RECORDS FOR THIS TASK ->

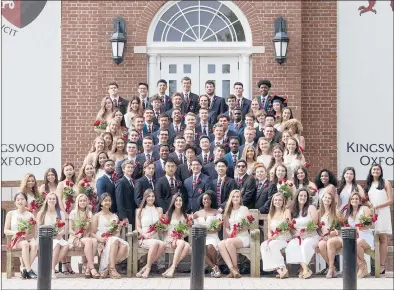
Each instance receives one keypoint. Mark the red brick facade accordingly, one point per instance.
(308, 77)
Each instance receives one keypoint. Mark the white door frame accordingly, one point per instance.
(243, 50)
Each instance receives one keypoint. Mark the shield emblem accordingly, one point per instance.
(21, 13)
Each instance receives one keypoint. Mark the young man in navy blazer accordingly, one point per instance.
(106, 184)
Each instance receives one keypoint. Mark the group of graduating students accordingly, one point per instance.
(99, 232)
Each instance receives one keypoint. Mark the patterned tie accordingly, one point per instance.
(172, 185)
(219, 191)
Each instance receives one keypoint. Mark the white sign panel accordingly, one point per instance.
(365, 86)
(31, 88)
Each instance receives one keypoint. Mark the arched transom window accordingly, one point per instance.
(199, 21)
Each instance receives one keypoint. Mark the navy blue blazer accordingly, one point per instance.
(105, 185)
(205, 183)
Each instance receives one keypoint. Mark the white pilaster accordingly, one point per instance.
(244, 74)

WHAT IS BEING ASKED -> Print the lines of the entries, exactly, from the one containing "Each instance receives one keypoint. Mark the white door" down to the final line, and leave out all the others.

SOLUTION TO THE EXERCISE ->
Each instance receives one keypoint. Mark the white door frame accordingly, one point per instance.
(243, 50)
Each instance receives one keypoint. Mark the shield emblem accordingly, one point per instance.
(21, 13)
Each instance receives one keypoint. Mark the young man in navy blazer accordingly, one point per instance.
(106, 184)
Each instance receives one keypoint. Mark the group of graduating students accordingly, one point per instance.
(99, 232)
Each instance receives one keypoint. Mark the patterned tie accordingly, one point per instance.
(172, 185)
(219, 191)
Each instance receives one keypoint. Mark the white sign panel accordingly, one point per instance.
(365, 86)
(31, 88)
Each instance receives one keypoint. Mark the arched transom window accordingly, one point per instance.
(199, 21)
Each instance receives one keypoint. Mark the navy blue blazer accordingly, one point per instance.
(105, 185)
(205, 183)
Each instance receives one keypoint. Mark the white pilaster accordingly, one point per instance.
(244, 74)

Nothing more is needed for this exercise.